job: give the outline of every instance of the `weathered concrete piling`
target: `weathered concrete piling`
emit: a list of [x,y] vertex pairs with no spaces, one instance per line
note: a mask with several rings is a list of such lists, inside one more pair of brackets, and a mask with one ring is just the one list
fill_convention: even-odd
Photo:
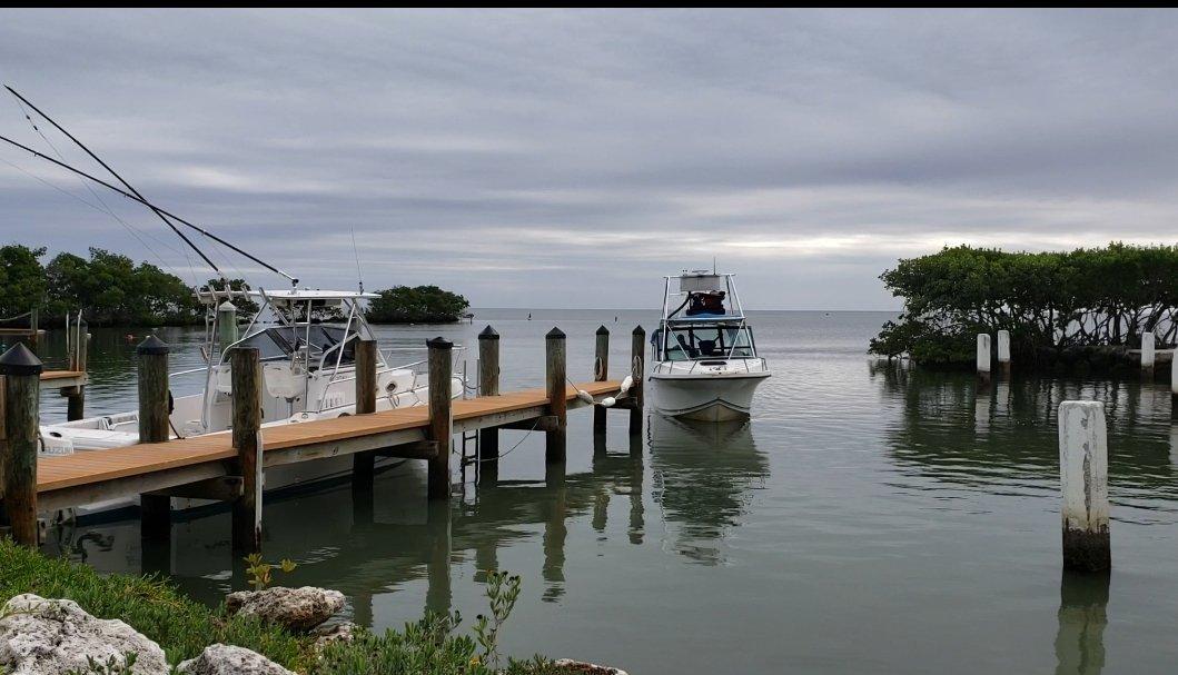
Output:
[[257,349],[230,355],[233,388],[233,448],[241,494],[233,499],[233,548],[262,550],[262,359]]
[[1112,555],[1104,403],[1065,401],[1059,405],[1059,477],[1064,568],[1108,570]]
[[[139,442],[161,443],[168,438],[167,355],[168,346],[147,336],[135,348],[139,384]],[[139,495],[140,536],[167,540],[172,529],[172,498],[167,495]]]
[[[478,395],[499,395],[499,333],[488,324],[478,333]],[[478,430],[478,472],[494,479],[499,470],[499,430]]]
[[978,333],[978,386],[990,388],[990,333]]
[[41,359],[16,343],[0,356],[4,426],[0,428],[0,487],[4,524],[26,547],[39,543],[37,524],[37,445],[40,436]]
[[998,369],[1002,377],[1011,376],[1011,331],[998,331]]
[[1153,377],[1153,363],[1157,357],[1157,349],[1153,331],[1141,333],[1141,376]]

--

What the task asks
Quote verbatim the stretch of the data from its opening line through the line containing "emit: a list", with both of those lines included and nothing else.

Finished answer
job: give the outline of every instance of the `weathered concrete piling`
target: `weathered concrete piling`
emit: a list of [x,y] vertex pairs with no spaces, one instance per line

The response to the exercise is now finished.